- _What to do_:
Rewrite everything from the start of the listing down to the line containing "x=471, y=100", replacing "dark brick" with "red brick" and leaving the rest unchanged.

- _Data records_:
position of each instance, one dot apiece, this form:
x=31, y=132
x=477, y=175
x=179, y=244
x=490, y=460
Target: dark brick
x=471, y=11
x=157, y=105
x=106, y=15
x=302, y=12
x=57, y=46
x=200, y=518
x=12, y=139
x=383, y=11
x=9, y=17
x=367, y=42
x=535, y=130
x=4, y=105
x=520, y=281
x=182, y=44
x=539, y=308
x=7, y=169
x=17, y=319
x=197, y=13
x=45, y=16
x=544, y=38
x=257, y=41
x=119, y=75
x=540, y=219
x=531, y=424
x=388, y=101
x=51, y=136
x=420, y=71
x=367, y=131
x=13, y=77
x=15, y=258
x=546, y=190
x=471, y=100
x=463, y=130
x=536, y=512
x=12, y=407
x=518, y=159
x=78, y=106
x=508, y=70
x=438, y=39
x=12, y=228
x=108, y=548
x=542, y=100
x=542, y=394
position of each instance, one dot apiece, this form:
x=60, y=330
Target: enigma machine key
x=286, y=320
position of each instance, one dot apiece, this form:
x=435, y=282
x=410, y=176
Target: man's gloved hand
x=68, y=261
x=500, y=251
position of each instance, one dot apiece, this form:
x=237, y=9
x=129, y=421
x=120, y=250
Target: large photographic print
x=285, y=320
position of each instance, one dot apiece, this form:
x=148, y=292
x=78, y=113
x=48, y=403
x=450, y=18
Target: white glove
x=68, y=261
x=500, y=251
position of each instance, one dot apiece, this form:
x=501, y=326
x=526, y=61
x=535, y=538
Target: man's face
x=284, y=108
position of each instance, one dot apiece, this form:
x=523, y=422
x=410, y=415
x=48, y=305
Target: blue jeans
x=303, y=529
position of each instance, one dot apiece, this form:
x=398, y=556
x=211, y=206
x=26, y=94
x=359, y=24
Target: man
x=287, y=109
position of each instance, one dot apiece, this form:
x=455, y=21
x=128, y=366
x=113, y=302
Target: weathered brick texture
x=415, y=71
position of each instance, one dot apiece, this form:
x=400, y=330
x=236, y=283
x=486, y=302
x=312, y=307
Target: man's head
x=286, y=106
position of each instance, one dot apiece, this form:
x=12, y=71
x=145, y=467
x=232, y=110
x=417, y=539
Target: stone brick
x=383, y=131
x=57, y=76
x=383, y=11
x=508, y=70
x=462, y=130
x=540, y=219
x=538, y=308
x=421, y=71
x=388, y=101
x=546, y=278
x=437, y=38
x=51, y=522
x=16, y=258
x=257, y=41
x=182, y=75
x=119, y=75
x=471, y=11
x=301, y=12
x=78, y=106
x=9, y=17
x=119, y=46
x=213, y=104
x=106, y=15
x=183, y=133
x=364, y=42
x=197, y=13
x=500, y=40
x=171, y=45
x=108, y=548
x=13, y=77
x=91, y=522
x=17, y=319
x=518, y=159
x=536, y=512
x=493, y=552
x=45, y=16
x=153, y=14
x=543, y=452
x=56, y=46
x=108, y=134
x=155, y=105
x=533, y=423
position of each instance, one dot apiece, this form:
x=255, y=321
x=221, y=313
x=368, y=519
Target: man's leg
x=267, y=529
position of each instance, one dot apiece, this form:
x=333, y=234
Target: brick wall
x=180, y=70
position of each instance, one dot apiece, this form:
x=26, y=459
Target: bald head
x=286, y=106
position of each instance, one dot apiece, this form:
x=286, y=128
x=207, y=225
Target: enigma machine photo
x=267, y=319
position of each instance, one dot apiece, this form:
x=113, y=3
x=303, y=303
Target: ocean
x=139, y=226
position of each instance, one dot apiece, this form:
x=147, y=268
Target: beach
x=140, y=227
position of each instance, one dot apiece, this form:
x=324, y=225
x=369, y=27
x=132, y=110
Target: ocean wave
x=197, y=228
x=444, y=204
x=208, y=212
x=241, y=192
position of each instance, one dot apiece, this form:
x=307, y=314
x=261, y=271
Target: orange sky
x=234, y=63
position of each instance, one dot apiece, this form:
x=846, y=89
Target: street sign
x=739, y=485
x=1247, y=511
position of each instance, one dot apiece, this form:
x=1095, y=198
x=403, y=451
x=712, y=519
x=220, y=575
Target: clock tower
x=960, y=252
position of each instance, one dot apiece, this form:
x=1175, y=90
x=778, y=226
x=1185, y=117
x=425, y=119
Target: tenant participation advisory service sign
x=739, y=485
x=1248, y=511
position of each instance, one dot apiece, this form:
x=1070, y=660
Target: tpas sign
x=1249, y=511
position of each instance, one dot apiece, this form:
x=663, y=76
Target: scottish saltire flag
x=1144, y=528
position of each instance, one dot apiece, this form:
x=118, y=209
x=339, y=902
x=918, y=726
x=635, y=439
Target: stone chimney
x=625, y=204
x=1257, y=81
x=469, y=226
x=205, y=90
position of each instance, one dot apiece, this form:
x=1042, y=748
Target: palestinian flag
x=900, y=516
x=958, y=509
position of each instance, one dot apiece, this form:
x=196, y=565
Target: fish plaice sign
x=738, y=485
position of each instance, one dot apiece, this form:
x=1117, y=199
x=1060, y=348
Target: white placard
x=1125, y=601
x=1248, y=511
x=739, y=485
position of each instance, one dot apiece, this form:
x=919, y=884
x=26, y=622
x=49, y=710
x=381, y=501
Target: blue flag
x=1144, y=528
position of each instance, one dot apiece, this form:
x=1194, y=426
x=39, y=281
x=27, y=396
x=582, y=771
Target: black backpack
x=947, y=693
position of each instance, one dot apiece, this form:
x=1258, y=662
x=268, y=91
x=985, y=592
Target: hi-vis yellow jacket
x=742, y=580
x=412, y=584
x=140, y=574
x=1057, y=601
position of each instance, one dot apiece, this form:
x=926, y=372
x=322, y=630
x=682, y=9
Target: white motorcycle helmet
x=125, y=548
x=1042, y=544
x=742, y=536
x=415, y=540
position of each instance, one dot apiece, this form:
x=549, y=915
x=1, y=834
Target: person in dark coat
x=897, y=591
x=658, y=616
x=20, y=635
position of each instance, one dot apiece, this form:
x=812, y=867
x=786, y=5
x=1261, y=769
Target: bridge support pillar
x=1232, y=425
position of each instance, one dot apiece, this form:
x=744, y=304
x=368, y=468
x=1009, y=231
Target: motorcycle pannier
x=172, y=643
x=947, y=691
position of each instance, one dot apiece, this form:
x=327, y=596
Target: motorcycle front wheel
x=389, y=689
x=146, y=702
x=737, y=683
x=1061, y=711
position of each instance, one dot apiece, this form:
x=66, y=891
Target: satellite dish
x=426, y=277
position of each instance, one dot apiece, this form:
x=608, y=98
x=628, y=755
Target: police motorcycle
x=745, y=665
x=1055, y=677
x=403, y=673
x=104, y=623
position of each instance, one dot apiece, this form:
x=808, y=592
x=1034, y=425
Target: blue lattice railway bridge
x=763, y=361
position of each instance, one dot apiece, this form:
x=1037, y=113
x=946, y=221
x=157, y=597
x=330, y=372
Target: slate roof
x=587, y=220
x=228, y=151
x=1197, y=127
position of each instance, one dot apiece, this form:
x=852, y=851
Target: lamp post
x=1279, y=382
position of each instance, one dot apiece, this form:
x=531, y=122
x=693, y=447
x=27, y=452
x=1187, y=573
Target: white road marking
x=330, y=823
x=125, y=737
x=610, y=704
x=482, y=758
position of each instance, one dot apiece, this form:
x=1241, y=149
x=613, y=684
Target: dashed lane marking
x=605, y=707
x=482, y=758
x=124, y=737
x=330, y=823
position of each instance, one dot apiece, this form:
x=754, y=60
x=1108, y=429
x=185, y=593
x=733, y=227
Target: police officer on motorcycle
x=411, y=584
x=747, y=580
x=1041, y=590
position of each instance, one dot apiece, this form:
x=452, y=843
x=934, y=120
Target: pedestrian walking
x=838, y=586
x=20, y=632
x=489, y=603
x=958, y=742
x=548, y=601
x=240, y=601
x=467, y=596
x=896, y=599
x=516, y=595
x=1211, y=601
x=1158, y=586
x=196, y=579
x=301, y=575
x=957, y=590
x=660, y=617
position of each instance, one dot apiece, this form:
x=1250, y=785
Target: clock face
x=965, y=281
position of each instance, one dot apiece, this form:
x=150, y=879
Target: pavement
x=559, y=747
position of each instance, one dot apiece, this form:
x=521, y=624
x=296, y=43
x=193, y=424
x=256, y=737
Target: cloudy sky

- _Complete response_:
position of each instance, one dot apiece, this form:
x=31, y=132
x=477, y=175
x=179, y=244
x=490, y=460
Target: red brick
x=471, y=11
x=157, y=105
x=106, y=15
x=302, y=12
x=57, y=46
x=200, y=518
x=12, y=139
x=383, y=11
x=9, y=17
x=367, y=42
x=535, y=130
x=4, y=105
x=520, y=281
x=182, y=44
x=539, y=308
x=7, y=169
x=17, y=319
x=197, y=13
x=45, y=16
x=544, y=38
x=257, y=41
x=119, y=75
x=540, y=219
x=531, y=424
x=388, y=101
x=51, y=136
x=420, y=71
x=367, y=131
x=13, y=77
x=15, y=258
x=546, y=190
x=471, y=100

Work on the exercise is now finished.